= SOURCE DATA =
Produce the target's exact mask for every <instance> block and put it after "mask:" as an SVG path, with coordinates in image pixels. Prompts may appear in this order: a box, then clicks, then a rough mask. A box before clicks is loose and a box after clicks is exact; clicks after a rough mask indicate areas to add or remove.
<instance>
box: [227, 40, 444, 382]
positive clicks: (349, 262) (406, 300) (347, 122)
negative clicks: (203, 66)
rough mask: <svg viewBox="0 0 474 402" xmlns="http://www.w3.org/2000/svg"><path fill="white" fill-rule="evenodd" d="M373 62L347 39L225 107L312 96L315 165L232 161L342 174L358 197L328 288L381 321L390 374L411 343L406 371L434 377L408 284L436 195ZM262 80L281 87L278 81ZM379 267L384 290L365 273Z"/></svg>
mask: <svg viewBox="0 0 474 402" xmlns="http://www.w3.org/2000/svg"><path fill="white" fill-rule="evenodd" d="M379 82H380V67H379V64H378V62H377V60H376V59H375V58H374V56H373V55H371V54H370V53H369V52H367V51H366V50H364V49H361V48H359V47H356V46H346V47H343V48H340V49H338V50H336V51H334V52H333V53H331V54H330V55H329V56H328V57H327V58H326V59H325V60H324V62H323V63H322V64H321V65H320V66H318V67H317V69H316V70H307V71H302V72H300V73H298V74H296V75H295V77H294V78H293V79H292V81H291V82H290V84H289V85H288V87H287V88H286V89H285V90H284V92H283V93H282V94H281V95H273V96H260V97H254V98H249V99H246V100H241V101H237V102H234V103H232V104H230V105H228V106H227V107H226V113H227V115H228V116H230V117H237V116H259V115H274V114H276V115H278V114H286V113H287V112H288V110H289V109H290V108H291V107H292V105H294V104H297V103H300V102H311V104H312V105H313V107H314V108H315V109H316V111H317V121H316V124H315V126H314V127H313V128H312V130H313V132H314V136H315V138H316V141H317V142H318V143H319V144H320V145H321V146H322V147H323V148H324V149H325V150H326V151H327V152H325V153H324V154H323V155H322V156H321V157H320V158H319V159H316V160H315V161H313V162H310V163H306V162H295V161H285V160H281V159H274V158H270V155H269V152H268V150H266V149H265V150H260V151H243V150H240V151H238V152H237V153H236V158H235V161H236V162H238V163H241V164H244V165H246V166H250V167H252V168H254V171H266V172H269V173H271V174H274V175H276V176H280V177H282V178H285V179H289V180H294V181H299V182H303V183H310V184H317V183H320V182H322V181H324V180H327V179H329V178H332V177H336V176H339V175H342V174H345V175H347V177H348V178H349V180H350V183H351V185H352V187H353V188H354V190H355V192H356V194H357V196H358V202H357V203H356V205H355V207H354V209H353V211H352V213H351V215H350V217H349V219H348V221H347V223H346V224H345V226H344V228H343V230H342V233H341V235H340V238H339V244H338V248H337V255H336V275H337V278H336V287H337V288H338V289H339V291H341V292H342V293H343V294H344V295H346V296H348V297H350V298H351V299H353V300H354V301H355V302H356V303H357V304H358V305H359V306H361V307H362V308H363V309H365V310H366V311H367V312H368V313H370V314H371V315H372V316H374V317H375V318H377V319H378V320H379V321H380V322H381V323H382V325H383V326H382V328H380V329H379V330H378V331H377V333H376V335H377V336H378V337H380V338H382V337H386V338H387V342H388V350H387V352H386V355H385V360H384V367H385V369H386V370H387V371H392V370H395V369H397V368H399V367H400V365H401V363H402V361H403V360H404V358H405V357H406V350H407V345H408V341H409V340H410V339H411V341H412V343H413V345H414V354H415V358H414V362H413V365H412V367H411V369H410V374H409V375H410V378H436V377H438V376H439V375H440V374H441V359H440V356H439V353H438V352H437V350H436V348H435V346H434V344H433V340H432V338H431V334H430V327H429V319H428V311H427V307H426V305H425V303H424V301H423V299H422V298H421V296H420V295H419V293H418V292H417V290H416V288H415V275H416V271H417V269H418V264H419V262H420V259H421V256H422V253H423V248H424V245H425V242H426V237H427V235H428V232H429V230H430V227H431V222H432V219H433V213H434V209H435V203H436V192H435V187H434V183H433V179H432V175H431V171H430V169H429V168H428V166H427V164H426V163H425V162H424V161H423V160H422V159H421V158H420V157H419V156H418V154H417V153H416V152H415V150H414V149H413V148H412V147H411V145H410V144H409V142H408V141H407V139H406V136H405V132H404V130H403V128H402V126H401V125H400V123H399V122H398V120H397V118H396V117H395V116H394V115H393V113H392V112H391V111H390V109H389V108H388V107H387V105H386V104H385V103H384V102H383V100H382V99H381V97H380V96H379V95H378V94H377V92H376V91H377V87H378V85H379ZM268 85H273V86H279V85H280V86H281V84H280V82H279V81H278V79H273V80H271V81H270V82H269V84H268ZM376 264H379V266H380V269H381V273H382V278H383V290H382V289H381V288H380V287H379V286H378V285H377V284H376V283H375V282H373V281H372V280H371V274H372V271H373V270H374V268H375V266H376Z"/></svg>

= EXERCISE DIRECTIONS =
Pull every line from the items above and reproduce each one verbatim.

= REPLY TO THE EXERCISE =
Produce the target's exact mask for every <instance> block and put it after "mask:" as an SVG path, with coordinates in image pixels. Prompts may appear in this order: a box, then clicks, then a rough mask. A box before clicks is loose and a box after clicks is exact; clicks after a rough mask indicate areas to add or remove.
<instance>
box: [227, 40, 444, 382]
positive clicks: (349, 262) (406, 300) (347, 122)
negative clicks: (203, 66)
rough mask: <svg viewBox="0 0 474 402" xmlns="http://www.w3.org/2000/svg"><path fill="white" fill-rule="evenodd" d="M373 62L347 39L225 107L312 96L315 165L232 161L342 174L358 197L328 288L381 321L390 374L411 343L406 371L434 377L408 284L436 195ZM262 80L281 87L278 81ZM379 267L384 290L365 273Z"/></svg>
mask: <svg viewBox="0 0 474 402" xmlns="http://www.w3.org/2000/svg"><path fill="white" fill-rule="evenodd" d="M379 82H380V67H379V64H378V62H377V60H376V59H375V58H374V56H373V55H371V54H370V53H369V52H367V51H366V50H364V49H361V48H359V47H356V46H346V47H343V48H340V49H338V50H336V51H334V52H333V53H331V54H330V55H329V56H328V57H327V58H326V59H325V60H324V62H323V63H322V64H321V65H320V66H318V67H317V69H316V70H307V71H302V72H300V73H298V74H296V75H295V77H294V78H293V79H292V81H291V82H290V84H289V85H288V87H287V88H286V89H285V90H284V92H283V93H282V94H281V95H273V96H260V97H254V98H249V99H246V100H241V101H237V102H234V103H232V104H230V105H228V106H227V107H226V113H227V115H228V116H230V117H237V116H259V115H274V114H276V115H278V114H286V113H287V112H288V110H289V109H290V108H291V107H292V105H294V104H297V103H300V102H311V104H312V105H313V107H314V108H315V109H316V111H317V121H316V124H315V126H314V127H313V128H312V130H313V132H314V136H315V138H316V141H317V142H318V143H319V144H320V145H321V146H322V147H323V148H324V149H325V150H326V151H327V152H325V153H324V154H323V155H322V156H321V157H320V158H319V159H316V160H315V161H313V162H310V163H306V162H295V161H285V160H281V159H274V158H270V155H269V152H268V150H266V149H265V150H260V151H243V150H240V151H238V152H237V153H236V158H235V161H236V162H238V163H241V164H244V165H246V166H250V167H252V168H254V171H266V172H269V173H271V174H274V175H276V176H280V177H282V178H285V179H289V180H294V181H299V182H303V183H310V184H317V183H320V182H322V181H324V180H327V179H329V178H332V177H336V176H339V175H342V174H345V175H347V177H348V178H349V180H350V183H351V185H352V187H353V188H354V190H355V192H356V194H357V196H358V202H357V203H356V205H355V207H354V209H353V211H352V213H351V215H350V217H349V219H348V221H347V223H346V224H345V226H344V228H343V230H342V233H341V235H340V238H339V244H338V248H337V255H336V275H337V278H336V287H337V288H338V289H339V291H341V292H342V293H343V294H344V295H346V296H348V297H350V298H351V299H353V300H354V301H355V302H356V303H357V304H358V305H359V306H361V307H362V308H363V309H365V310H366V311H367V312H368V313H370V314H371V315H372V316H374V317H375V318H377V319H378V320H379V321H380V322H381V323H382V325H383V326H382V328H380V329H379V330H378V331H377V333H376V335H377V336H378V337H380V338H382V337H386V338H387V342H388V350H387V352H386V355H385V360H384V367H385V369H386V370H387V371H392V370H395V369H397V368H399V367H400V365H401V363H402V361H403V360H404V358H405V357H406V350H407V345H408V341H409V340H410V339H411V341H412V343H413V345H414V354H415V358H414V362H413V365H412V367H411V369H410V374H409V375H410V378H436V377H438V376H439V375H440V374H441V359H440V356H439V353H438V352H437V350H436V348H435V346H434V344H433V340H432V338H431V334H430V327H429V319H428V311H427V307H426V305H425V303H424V301H423V299H422V298H421V296H420V295H419V293H418V292H417V290H416V288H415V275H416V271H417V269H418V264H419V262H420V259H421V256H422V253H423V248H424V245H425V242H426V237H427V235H428V232H429V230H430V227H431V222H432V219H433V213H434V209H435V203H436V192H435V187H434V183H433V179H432V175H431V171H430V169H429V168H428V166H427V164H426V163H425V162H424V161H423V160H422V159H421V158H420V157H419V156H418V154H417V153H416V152H415V150H414V149H413V148H412V147H411V145H410V144H409V142H408V141H407V139H406V136H405V132H404V130H403V128H402V126H401V125H400V123H399V122H398V120H397V118H396V117H395V116H394V115H393V113H392V112H391V111H390V109H389V108H388V107H387V105H386V104H385V103H384V102H383V100H382V99H381V97H380V96H379V95H378V94H377V92H376V91H377V87H378V85H379ZM268 85H273V86H279V85H280V86H281V84H280V82H279V81H278V79H273V80H271V81H270V82H269V84H268ZM376 264H379V266H380V269H381V273H382V278H383V290H382V289H381V288H380V287H379V286H378V285H377V284H376V283H375V282H373V281H372V280H371V274H372V271H373V270H374V268H375V266H376Z"/></svg>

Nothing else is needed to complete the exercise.